_Work to complete_. Count the lines in the items below that contain the string "woman". Give only the number.

_Data provided_.
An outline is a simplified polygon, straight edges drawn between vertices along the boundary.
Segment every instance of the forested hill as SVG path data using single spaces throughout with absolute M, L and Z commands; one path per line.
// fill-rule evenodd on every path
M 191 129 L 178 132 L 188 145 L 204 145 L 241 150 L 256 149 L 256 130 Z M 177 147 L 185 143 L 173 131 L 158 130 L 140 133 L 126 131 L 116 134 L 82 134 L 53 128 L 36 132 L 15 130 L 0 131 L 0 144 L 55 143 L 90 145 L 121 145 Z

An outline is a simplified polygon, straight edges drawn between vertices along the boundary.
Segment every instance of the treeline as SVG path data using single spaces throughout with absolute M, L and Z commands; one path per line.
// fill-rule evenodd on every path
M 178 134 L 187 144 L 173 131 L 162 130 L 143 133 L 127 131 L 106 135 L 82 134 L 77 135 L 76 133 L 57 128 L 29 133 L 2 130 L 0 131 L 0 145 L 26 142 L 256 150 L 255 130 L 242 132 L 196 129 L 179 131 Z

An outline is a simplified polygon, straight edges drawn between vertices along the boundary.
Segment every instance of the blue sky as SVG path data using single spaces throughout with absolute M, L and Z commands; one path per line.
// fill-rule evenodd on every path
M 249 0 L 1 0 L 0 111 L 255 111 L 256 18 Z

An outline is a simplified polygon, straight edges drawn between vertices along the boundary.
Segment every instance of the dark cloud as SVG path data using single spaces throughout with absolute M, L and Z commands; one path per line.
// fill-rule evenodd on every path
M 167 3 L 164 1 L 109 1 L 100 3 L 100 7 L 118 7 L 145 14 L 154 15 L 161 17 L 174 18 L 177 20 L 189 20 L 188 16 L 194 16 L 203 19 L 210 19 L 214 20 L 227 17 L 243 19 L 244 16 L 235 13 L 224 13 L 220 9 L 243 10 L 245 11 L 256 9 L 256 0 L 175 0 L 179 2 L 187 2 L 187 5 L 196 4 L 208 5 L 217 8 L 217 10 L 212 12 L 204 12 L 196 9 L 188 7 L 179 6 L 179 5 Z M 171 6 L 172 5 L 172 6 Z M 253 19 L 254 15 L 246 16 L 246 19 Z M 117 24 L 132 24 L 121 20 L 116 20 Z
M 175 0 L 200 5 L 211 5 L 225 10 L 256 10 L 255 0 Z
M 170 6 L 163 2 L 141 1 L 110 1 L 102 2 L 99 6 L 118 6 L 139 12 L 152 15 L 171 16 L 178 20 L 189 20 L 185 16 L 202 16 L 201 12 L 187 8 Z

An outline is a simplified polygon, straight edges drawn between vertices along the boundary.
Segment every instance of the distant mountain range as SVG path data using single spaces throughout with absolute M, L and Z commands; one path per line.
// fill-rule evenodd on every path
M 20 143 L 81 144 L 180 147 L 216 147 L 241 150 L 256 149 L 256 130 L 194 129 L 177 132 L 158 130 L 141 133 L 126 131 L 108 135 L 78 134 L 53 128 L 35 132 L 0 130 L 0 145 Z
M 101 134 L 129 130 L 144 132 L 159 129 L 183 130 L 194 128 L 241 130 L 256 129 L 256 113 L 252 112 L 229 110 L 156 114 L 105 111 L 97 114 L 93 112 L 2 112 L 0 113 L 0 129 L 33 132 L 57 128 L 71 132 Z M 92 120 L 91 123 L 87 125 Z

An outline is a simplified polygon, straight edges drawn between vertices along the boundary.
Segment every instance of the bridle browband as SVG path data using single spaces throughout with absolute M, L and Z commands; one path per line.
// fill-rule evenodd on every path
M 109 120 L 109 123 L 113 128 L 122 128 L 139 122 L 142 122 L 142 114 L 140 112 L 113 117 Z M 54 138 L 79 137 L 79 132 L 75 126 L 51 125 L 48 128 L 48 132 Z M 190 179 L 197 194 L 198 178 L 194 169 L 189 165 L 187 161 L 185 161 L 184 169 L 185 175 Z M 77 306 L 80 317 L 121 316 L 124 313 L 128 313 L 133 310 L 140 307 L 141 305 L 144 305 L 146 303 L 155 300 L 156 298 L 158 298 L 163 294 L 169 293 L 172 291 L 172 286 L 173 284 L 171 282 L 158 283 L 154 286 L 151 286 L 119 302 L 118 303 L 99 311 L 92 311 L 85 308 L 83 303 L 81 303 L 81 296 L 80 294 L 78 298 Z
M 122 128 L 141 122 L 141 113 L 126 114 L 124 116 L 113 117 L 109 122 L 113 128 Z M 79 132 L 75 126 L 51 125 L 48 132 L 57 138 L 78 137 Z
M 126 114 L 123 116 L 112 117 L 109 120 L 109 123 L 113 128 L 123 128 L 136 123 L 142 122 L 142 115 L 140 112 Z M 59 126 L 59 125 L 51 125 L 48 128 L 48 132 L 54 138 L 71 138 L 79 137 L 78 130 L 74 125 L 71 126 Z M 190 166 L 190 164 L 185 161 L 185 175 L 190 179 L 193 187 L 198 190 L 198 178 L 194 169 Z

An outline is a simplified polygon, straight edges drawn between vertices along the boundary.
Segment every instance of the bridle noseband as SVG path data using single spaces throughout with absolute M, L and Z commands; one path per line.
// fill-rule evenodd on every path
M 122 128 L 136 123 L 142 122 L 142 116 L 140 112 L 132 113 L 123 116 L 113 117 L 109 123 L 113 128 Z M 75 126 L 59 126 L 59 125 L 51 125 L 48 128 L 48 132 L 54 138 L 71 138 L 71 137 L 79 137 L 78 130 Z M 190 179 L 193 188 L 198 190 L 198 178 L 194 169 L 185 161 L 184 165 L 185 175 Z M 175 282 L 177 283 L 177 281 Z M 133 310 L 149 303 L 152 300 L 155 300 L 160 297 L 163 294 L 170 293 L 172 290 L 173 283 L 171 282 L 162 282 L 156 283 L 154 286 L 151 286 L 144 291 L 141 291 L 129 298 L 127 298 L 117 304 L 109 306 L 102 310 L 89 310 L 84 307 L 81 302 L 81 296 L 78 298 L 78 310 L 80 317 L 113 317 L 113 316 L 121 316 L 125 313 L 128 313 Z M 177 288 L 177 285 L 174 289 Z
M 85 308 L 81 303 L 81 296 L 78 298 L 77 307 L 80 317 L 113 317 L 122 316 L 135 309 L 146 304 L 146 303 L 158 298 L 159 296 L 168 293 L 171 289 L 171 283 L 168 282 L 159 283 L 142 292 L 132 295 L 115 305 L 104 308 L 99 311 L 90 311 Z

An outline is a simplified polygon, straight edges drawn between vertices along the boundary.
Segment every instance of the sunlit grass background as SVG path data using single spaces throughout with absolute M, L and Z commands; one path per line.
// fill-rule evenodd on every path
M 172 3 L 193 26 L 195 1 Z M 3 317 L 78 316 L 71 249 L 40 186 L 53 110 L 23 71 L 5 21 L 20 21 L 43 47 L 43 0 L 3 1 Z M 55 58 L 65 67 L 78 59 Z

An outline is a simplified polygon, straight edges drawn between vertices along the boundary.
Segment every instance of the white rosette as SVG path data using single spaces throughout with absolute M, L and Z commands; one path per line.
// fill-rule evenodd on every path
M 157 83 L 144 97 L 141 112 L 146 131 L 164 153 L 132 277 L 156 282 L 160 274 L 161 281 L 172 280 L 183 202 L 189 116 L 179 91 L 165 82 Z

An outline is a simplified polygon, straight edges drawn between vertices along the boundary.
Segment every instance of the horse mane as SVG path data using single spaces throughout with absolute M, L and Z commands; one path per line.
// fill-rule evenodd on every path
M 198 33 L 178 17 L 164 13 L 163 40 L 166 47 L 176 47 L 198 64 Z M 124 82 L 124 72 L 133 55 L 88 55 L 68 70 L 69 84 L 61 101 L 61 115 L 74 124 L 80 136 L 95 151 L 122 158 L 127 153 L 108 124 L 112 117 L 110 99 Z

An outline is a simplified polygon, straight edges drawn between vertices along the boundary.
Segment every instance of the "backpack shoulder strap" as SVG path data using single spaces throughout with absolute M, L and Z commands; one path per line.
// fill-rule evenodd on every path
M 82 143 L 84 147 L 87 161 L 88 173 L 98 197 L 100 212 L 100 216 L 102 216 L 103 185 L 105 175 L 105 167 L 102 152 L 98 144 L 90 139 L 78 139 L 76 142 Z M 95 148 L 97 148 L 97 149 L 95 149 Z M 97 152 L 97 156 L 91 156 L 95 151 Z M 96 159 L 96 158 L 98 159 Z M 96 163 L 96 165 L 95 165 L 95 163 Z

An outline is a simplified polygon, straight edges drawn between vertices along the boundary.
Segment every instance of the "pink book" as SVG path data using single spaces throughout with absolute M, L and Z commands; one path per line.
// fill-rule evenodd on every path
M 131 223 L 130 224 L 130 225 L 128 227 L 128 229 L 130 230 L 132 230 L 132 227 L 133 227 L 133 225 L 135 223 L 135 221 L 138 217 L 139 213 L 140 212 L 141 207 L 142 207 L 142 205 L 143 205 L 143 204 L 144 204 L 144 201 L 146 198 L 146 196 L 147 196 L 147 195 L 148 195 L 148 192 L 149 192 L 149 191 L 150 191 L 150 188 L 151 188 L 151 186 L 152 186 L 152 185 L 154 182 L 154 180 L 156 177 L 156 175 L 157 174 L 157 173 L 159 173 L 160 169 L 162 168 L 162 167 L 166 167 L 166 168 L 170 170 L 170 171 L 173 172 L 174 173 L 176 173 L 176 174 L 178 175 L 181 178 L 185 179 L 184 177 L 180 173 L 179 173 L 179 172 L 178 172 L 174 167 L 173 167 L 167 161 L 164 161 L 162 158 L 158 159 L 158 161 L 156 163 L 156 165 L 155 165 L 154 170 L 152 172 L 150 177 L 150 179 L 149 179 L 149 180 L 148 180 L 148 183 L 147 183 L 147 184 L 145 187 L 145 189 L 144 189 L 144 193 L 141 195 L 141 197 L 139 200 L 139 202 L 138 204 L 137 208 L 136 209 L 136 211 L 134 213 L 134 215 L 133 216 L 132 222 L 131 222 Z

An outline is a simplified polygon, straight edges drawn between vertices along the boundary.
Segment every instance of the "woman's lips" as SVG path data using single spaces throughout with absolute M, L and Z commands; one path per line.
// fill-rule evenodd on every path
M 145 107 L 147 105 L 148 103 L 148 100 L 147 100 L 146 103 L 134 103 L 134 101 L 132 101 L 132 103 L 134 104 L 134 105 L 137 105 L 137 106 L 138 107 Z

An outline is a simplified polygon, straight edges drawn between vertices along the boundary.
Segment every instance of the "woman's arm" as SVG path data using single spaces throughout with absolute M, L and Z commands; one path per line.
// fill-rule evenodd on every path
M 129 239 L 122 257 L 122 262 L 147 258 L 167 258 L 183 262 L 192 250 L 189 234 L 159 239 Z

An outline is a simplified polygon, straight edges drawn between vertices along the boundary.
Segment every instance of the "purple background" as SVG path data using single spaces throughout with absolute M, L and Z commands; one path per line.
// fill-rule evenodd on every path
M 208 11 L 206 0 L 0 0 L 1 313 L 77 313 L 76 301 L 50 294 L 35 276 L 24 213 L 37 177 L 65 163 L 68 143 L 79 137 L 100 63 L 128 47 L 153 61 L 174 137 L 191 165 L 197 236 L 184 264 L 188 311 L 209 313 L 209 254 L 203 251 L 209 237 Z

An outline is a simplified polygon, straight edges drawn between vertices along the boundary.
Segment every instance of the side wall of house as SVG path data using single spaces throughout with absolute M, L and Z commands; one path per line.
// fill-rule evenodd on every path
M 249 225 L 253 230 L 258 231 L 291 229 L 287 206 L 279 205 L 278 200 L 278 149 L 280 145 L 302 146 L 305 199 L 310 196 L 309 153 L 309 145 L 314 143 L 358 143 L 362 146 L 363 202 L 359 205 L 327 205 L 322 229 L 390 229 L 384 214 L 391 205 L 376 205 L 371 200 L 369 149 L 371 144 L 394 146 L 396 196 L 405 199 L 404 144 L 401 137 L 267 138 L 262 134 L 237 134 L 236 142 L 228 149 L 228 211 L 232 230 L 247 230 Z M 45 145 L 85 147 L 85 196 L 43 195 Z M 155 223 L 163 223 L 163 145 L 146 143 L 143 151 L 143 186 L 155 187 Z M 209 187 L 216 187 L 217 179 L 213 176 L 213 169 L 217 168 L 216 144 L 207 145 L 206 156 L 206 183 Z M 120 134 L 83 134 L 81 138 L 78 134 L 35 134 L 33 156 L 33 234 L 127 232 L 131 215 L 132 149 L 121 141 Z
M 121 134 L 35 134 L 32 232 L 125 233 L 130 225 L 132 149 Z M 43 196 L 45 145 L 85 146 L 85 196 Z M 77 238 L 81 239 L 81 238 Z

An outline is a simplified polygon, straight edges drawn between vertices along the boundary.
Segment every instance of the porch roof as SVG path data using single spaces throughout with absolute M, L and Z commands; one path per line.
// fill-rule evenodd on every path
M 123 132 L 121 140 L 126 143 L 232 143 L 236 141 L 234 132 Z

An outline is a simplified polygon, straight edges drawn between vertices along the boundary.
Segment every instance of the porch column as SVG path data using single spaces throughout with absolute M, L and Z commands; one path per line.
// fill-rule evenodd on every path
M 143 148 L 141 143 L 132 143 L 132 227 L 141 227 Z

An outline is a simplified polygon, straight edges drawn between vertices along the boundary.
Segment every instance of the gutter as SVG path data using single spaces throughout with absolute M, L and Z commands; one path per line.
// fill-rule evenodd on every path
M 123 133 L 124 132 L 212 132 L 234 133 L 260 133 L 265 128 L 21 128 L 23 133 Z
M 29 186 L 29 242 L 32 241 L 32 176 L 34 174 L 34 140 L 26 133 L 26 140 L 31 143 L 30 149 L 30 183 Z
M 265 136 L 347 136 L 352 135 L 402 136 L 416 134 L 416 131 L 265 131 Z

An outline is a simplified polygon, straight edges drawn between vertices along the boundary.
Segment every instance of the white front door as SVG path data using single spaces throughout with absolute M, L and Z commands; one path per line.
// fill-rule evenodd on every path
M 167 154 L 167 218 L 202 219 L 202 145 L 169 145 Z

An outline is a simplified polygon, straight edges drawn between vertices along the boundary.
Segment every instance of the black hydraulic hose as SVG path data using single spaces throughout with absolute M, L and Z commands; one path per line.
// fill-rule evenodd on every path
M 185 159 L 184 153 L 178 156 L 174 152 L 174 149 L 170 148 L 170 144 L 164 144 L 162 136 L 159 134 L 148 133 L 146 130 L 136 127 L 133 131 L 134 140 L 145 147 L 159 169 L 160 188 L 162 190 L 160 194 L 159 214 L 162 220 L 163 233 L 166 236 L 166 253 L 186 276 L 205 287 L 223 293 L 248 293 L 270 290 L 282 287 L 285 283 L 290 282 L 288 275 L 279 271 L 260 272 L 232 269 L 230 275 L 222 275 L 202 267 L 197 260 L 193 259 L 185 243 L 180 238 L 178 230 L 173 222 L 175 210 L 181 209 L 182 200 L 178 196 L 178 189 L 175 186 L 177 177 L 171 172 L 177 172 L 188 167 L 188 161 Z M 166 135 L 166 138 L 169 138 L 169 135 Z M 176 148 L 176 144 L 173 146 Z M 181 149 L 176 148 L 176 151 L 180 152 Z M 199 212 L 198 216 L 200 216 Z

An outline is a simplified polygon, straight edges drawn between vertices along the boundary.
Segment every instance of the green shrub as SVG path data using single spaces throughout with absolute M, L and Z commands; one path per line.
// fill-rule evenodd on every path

_Correct answer_. 2